▸ Entries shown

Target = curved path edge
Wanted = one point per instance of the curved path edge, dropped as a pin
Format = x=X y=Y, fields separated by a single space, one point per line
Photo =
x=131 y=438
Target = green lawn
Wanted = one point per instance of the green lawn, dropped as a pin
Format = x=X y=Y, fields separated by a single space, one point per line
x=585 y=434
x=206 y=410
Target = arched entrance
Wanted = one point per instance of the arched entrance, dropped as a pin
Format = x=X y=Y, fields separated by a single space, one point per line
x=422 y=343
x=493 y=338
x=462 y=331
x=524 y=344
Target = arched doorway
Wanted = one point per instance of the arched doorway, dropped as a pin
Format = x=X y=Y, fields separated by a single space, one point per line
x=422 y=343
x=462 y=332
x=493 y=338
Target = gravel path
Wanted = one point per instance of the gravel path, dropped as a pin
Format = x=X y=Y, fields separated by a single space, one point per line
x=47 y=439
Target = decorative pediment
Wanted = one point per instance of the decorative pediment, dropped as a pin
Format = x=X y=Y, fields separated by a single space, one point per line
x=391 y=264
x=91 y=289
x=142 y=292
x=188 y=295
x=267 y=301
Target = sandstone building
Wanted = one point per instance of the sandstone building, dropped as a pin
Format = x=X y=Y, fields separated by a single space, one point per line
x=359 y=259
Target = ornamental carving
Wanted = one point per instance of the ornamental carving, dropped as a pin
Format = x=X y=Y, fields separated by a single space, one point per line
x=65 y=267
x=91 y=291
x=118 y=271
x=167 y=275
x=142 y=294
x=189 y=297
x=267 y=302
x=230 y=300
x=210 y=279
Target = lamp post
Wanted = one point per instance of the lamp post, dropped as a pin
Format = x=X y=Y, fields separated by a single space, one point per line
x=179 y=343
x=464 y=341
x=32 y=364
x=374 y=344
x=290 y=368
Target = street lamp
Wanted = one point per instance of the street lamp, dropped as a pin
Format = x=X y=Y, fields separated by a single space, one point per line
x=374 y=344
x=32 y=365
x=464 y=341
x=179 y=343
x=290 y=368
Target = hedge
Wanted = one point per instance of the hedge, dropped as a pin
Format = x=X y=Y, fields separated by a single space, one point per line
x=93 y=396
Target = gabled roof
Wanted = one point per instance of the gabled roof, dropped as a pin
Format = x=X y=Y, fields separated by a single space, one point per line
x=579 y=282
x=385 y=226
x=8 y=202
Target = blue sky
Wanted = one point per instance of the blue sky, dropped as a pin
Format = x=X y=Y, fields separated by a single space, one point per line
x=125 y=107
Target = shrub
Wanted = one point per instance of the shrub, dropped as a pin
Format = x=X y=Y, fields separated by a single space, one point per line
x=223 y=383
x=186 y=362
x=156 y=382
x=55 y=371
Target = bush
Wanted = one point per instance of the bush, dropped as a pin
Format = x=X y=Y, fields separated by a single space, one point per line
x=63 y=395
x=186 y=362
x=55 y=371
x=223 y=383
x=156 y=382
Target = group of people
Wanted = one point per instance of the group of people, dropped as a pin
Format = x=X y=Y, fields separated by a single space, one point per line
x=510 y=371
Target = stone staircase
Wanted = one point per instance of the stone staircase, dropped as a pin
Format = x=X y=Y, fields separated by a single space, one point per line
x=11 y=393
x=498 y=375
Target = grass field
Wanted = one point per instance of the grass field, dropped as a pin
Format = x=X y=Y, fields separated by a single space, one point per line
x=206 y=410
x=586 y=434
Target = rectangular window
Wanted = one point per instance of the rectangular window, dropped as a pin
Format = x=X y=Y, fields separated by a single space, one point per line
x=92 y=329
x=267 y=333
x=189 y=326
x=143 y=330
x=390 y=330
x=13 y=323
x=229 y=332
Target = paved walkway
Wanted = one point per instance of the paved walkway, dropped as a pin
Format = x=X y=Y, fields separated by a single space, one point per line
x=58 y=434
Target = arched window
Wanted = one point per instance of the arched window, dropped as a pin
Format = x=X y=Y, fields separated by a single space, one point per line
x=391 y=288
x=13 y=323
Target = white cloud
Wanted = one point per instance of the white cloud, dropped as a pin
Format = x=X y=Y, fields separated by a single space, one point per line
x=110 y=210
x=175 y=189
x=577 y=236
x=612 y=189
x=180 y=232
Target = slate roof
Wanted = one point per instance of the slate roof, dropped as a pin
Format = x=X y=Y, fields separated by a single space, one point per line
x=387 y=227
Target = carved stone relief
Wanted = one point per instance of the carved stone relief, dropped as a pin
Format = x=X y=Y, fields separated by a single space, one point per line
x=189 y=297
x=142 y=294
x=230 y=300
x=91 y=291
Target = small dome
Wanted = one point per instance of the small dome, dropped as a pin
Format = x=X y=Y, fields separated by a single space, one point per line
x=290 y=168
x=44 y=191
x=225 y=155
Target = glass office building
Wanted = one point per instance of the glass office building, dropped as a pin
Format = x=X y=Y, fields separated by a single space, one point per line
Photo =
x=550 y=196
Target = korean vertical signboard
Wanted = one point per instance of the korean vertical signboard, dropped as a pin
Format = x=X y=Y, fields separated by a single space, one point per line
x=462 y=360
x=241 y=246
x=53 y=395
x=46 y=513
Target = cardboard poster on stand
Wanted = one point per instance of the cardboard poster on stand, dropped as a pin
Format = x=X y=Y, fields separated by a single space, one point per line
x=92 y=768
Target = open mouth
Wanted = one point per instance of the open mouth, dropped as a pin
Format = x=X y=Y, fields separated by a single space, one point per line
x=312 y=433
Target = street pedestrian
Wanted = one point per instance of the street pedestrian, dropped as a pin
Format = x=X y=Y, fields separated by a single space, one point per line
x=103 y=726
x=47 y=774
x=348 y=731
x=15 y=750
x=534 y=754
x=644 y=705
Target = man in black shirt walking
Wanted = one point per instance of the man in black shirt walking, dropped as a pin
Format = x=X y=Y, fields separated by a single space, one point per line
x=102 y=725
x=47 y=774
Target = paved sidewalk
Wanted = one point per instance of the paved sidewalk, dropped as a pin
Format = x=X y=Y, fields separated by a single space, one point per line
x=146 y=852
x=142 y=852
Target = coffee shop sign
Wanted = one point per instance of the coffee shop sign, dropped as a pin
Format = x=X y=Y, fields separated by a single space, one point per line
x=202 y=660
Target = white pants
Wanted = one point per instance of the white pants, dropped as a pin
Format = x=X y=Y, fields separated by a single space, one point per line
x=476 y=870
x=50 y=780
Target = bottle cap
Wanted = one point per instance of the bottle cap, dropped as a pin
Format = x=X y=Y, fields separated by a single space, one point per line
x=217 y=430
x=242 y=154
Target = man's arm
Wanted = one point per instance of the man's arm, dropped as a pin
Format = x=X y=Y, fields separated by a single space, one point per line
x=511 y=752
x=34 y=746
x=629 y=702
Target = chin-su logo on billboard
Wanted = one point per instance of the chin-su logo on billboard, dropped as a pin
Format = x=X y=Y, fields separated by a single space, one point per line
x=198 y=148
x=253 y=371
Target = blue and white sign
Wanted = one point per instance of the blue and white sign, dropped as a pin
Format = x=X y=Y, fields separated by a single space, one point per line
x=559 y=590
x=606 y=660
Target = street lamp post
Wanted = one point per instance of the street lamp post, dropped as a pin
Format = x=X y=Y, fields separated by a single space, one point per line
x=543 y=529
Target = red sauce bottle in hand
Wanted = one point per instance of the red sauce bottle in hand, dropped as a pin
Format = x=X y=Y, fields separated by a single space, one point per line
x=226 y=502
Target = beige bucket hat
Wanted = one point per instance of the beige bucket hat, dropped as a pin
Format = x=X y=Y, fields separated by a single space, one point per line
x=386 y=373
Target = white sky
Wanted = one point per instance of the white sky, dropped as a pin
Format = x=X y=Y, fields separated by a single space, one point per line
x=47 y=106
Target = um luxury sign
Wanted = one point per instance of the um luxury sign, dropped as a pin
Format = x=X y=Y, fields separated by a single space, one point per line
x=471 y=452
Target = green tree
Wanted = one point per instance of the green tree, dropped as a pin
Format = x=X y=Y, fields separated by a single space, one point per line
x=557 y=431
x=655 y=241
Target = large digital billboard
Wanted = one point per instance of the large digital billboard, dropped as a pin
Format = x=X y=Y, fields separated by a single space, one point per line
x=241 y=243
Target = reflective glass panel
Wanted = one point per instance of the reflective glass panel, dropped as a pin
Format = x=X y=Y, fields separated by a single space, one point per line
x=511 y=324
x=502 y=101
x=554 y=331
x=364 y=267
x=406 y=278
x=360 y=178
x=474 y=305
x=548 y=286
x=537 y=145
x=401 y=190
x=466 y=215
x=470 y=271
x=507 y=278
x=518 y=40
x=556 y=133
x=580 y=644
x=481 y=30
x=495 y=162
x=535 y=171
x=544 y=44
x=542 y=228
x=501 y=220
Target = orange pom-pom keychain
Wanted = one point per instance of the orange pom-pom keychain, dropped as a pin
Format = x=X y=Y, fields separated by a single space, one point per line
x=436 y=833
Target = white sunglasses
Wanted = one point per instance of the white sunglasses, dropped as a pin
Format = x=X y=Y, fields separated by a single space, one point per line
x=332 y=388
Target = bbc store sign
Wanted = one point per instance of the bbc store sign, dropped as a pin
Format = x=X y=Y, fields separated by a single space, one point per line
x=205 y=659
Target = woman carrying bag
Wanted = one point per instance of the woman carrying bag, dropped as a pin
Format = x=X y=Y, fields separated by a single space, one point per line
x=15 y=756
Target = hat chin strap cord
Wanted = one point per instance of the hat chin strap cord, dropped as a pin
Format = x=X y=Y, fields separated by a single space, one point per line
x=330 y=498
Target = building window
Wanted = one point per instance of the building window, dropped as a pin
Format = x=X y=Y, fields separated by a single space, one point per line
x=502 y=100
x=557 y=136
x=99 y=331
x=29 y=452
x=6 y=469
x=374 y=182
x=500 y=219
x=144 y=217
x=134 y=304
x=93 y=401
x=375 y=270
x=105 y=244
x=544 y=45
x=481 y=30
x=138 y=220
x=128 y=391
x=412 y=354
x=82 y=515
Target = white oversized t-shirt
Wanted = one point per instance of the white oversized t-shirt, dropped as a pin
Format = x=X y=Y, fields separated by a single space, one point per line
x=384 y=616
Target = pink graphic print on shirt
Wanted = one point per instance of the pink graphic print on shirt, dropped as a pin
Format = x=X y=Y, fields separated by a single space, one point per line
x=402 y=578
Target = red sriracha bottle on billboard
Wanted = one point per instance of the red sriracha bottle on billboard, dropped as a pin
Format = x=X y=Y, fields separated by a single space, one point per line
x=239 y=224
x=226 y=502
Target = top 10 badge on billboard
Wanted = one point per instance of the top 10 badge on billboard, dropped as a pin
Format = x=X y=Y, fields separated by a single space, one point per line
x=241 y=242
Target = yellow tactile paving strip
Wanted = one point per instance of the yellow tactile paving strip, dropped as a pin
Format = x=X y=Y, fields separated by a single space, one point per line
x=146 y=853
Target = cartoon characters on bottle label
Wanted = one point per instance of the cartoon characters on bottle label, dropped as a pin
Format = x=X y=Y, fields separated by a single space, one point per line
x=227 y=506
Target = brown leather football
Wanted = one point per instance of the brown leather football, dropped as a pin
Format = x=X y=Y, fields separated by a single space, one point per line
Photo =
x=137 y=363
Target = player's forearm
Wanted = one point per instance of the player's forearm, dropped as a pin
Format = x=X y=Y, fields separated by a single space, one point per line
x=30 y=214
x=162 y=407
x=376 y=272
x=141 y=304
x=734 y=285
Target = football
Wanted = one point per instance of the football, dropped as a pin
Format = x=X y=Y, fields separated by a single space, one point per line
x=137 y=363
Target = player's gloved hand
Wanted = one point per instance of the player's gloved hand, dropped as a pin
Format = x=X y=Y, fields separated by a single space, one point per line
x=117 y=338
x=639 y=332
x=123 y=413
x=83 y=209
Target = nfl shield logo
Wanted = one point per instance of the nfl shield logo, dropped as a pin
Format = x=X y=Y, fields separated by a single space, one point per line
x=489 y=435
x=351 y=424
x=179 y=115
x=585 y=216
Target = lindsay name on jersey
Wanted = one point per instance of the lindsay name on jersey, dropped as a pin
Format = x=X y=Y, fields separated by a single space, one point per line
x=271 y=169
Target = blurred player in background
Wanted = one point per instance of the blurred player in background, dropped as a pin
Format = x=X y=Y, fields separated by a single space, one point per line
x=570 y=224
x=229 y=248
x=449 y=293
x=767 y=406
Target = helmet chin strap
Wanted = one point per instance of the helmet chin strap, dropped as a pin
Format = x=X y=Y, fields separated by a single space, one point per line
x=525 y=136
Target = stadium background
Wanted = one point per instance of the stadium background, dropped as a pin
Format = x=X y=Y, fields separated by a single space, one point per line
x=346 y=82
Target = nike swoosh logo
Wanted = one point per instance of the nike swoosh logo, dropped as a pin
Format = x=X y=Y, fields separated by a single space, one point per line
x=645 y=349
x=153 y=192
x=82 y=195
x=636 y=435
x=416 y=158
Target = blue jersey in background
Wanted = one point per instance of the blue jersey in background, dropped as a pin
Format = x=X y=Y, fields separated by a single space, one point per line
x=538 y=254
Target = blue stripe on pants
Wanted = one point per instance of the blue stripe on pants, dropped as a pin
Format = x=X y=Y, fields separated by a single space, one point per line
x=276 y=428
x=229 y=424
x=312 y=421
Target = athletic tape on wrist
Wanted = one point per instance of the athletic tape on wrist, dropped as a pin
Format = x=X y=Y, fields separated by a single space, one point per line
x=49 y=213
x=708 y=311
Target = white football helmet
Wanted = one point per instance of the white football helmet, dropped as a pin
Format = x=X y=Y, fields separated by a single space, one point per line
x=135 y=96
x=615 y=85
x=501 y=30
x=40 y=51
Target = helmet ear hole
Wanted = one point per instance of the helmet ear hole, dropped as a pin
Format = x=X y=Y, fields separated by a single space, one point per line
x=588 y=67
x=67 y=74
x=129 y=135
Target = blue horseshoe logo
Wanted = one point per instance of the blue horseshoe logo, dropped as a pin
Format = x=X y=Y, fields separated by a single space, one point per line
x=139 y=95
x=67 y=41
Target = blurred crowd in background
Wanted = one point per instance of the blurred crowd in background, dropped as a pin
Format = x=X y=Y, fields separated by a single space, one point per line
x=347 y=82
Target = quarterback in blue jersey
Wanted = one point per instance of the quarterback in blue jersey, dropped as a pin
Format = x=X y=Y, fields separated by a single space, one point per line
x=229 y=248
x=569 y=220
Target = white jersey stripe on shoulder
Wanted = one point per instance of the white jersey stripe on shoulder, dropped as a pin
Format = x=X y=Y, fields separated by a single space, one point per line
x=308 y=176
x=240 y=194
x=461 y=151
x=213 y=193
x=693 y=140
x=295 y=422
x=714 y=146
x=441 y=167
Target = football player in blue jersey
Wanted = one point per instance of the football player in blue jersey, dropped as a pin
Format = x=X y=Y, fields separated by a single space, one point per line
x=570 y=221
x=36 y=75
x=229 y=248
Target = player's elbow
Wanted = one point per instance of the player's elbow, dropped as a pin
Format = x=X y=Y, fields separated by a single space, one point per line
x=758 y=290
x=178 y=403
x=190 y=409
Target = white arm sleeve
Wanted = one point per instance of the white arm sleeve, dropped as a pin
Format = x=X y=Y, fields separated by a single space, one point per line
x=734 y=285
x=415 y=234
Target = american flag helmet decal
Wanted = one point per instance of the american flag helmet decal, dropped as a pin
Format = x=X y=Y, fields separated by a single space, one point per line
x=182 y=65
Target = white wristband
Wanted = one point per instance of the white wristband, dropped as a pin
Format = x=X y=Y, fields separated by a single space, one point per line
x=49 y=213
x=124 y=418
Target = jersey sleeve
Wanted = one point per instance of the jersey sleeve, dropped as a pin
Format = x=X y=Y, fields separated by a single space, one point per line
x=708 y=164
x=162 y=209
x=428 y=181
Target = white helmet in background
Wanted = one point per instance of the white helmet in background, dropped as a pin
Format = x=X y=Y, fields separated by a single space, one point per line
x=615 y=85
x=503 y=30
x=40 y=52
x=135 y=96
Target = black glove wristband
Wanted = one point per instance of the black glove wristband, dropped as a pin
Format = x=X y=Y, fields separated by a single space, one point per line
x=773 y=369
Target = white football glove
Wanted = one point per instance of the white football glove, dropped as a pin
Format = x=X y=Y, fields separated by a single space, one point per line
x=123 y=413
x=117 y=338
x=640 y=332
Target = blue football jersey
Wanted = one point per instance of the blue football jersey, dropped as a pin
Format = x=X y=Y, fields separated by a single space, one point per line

▸ What is asked
Please copy everything from the line containing "Target = nike swoosh logo" down to the line containing "x=441 y=167", both of those lines included, keeping each line exactly as it appears in the records.

▸ Correct output
Target = nike swoosh logo
Wanted = one point per instance of the nike swoosh logo, dropped as a pin
Format = x=X y=Y, fields separated by a single space, one point per line
x=645 y=349
x=153 y=192
x=82 y=195
x=636 y=435
x=416 y=158
Target = blue jersey in background
Wanted = one point per instance of the blue jersey in background, dropped as a pin
Format = x=X y=Y, fields separated by a single space, one point per line
x=538 y=254
Target = blue stripe on pants
Wanted = one point per instance of the blue stripe on pants, dropped as a pin
Format = x=X y=Y, fields separated by a single space, one point per line
x=276 y=428
x=229 y=424
x=312 y=421
Target = athletic tape on wrist
Wanted = one point per instance of the athletic tape on wrist, dropped as a pin
Format = x=X y=Y, fields separated by a single space, one point per line
x=49 y=213
x=708 y=311
Target = white football helmet
Wanted = one point per instance of the white football helmet, dropped as a pin
Format = x=X y=Y, fields separated by a single space, one point per line
x=135 y=96
x=615 y=85
x=501 y=30
x=40 y=51
Target = helmet ear hole
Wanted = one point per instance of the helmet ear hole, dropped as a pin
Format = x=X y=Y, fields separated by a single space, one point per line
x=588 y=67
x=67 y=74
x=129 y=135
Target = blue horseshoe logo
Wanted = one point per instance of the blue horseshoe logo, dropped as a pin
Format = x=X y=Y, fields separated by a single space, one point per line
x=139 y=95
x=67 y=41
Target = blurred crowd in background
Wanted = one point per instance of the blurred crowd in background, dropped as a pin
Format = x=X y=Y, fields separated by a single space, one point per line
x=347 y=82
Target = quarterback in blue jersey
Wanted = one point per instance of the quarterback in blue jersey, dropped as a pin
Format = x=X y=Y, fields separated by a single space, one point per line
x=229 y=248
x=569 y=220
Target = white jersey stripe on shoulder
Wanted = one point per instance of the white jersey stripe on shoulder, dropped as a pin
Format = x=X y=Y, fields separated by a single space, one point per line
x=308 y=176
x=240 y=194
x=461 y=151
x=213 y=193
x=693 y=140
x=295 y=422
x=714 y=146
x=441 y=167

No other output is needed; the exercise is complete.